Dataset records
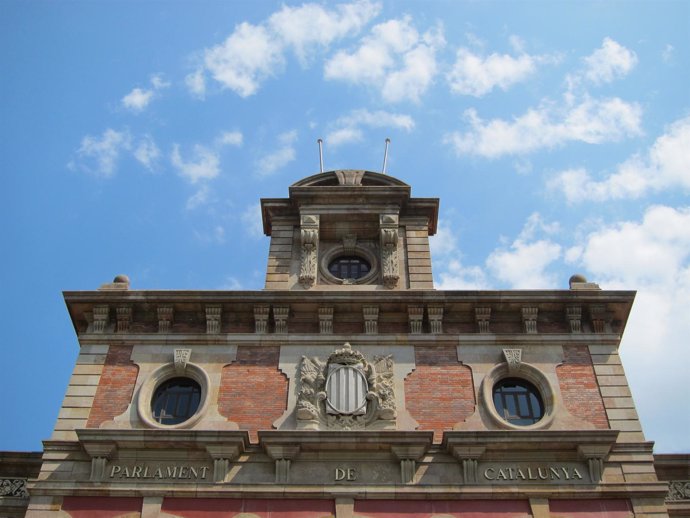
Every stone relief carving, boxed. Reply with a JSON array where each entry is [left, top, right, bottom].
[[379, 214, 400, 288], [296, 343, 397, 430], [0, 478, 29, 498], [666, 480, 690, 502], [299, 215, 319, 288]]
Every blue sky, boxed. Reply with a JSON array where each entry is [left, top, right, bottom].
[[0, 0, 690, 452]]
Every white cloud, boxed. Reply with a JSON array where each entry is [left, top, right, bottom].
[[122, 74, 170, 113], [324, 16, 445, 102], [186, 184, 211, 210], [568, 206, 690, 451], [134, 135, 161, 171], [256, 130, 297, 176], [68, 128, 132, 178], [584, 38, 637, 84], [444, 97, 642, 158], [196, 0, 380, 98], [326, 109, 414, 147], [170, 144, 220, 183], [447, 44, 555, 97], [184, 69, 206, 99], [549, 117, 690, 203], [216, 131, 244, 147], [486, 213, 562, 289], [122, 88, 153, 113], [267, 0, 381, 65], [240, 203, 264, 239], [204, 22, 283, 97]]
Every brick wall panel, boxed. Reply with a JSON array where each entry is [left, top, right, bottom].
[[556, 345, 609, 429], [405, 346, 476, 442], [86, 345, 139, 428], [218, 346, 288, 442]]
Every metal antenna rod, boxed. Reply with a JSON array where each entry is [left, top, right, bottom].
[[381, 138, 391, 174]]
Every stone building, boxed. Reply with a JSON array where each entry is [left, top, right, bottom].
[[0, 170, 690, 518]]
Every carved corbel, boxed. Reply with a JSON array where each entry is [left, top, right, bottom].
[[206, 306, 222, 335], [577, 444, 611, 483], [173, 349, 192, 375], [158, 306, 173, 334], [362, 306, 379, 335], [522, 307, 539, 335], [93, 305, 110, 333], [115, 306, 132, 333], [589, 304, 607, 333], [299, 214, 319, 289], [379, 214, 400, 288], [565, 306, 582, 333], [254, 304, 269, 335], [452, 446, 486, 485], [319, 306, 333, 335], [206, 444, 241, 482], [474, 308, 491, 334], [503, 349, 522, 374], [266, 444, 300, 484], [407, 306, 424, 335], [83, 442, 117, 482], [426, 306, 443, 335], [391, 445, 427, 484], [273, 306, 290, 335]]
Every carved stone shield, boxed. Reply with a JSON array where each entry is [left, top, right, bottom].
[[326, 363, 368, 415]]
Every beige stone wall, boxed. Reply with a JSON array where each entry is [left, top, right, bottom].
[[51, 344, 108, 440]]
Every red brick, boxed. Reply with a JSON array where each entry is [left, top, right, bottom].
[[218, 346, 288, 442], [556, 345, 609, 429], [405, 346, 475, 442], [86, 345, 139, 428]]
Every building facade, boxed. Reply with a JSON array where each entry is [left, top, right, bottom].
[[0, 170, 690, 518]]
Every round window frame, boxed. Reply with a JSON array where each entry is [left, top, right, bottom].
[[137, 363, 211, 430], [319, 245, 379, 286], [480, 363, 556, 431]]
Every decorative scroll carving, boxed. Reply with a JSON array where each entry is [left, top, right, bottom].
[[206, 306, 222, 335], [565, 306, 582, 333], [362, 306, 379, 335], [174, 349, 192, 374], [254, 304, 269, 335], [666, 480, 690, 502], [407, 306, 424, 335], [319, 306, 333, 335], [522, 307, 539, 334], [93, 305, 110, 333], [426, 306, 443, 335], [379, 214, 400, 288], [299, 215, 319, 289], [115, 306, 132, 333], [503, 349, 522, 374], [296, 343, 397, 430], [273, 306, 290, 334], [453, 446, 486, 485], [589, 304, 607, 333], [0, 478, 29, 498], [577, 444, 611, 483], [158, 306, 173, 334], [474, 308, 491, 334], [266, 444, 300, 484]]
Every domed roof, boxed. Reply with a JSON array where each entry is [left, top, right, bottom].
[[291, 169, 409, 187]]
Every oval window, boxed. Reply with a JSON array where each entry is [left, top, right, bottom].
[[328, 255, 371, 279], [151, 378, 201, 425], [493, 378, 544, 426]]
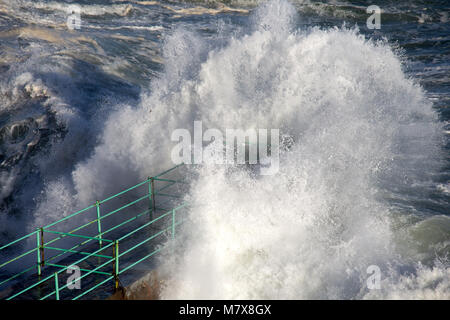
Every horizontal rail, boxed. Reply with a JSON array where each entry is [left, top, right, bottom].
...
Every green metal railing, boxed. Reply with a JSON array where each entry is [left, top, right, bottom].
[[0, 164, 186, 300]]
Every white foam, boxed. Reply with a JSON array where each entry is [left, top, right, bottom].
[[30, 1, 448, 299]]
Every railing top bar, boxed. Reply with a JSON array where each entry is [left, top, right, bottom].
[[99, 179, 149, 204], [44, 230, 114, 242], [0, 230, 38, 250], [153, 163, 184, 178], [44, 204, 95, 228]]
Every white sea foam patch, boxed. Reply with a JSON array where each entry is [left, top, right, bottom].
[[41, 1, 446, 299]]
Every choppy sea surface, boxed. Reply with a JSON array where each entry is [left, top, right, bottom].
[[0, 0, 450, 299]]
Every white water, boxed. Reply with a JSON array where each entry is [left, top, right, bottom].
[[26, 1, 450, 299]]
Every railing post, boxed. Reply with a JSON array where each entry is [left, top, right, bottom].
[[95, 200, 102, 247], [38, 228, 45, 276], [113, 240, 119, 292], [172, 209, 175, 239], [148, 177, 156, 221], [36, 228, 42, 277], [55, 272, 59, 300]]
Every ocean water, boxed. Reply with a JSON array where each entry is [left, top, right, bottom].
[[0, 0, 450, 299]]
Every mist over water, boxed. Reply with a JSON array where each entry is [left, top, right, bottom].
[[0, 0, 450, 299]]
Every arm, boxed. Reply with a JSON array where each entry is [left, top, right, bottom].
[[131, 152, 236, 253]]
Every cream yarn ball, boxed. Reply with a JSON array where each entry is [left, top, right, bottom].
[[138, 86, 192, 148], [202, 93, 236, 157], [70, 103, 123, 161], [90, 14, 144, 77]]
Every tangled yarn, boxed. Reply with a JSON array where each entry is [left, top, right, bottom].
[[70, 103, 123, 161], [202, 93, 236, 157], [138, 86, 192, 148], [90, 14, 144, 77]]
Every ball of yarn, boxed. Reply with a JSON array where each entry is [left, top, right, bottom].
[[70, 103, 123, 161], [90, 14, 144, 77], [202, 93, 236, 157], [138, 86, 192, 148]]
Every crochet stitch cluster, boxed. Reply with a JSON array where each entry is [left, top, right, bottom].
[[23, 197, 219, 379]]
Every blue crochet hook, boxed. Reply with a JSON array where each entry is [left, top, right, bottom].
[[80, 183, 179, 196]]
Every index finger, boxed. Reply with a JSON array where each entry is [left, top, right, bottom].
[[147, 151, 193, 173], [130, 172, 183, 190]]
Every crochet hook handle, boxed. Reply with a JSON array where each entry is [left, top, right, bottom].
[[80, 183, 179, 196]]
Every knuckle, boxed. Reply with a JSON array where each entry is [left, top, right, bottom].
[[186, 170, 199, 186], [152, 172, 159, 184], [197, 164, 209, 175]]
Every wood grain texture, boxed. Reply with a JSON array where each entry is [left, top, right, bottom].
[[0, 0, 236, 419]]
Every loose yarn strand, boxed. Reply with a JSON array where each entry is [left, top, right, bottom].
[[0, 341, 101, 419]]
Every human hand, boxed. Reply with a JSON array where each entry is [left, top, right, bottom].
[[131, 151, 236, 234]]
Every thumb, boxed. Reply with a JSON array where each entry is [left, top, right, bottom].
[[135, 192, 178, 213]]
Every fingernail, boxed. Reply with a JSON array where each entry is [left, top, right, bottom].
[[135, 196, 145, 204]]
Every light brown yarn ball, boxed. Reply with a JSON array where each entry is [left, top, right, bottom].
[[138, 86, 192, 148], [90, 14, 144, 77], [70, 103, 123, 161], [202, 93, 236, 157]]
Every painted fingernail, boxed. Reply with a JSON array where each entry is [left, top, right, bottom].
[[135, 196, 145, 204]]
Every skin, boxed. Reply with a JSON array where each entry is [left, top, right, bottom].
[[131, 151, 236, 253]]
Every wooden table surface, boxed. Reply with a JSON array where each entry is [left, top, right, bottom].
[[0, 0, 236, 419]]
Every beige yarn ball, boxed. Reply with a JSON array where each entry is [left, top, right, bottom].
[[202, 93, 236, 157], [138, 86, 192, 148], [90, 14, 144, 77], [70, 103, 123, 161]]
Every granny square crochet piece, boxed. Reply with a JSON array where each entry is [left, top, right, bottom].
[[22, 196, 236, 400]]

__EXERCISE DIRECTIONS__.
Render the stretch of the records from the line containing "Every blue sky, boxed." through the line containing "[[0, 0, 690, 452]]" as a Markdown table with a "Row" column numbering each line and a "Line" column holding the text. Leave out blank lines and anything outside that stretch.

__EXPECTED ANSWER__.
| Row | Line |
|---|---|
| 1 | Every blue sky, boxed. Reply with a JSON array where each entry is [left, top, right, bottom]. |
| 2 | [[0, 0, 690, 452]] |